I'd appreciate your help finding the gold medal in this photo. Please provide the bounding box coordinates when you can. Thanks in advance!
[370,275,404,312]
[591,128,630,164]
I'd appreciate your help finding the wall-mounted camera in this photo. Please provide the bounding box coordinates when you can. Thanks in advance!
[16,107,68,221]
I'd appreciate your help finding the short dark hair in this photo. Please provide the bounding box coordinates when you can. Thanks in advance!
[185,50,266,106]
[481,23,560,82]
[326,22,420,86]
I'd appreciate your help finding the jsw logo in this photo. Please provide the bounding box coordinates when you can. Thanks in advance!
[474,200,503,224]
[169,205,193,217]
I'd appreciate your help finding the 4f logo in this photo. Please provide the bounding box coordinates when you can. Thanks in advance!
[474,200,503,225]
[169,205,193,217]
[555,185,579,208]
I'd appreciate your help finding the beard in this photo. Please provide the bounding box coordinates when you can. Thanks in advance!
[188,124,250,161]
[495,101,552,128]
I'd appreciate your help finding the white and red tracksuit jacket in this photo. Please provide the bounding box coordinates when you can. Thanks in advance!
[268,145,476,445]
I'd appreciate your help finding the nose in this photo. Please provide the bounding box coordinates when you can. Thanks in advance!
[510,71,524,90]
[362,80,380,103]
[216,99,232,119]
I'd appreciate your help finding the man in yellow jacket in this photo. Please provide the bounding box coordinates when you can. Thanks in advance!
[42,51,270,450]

########################################

What you are asked to do — Pull out every line in the rows that contains the word "provide".

Worked answer —
I'd appreciate your help finding the gold medal in this photo. Please provide the bounding box coordinates when you can. Thanks in advance!
I'd appreciate your help finding the wall-mounted camera in this photo. Please provide the bounding box coordinates when you can. Thanks in advance!
I'd appreciate your help finding the short dark hair in this photo. Please provide the bounding box coordinates when you can. Thanks in advance!
I'd appreciate your help finding the jsw logo in this photo. Please provide the bounding box coordinates when you can. Thanks in advance!
I'd appreciate your help finding the 4f logo in this photo. Please provide the bounding box coordinates when you can. Thanks in advance!
I'd appreciate your help finding the beard in this photo. Please provide the bounding box coordinates when you can. Thanks in advance!
I'd appreciate your help finding the white and red tracksuit jacket in this photo. Please provide the bounding box coordinates when you can. Thanks in advance!
I'd appreciate your help finding the nose in this photo. Please provide the bounding box coordinates when you can. Thanks in advance!
I'd appreciate your help finding the man in yellow jacket in this photo. Please provide the bounding box coordinates when you can. Thanks in advance!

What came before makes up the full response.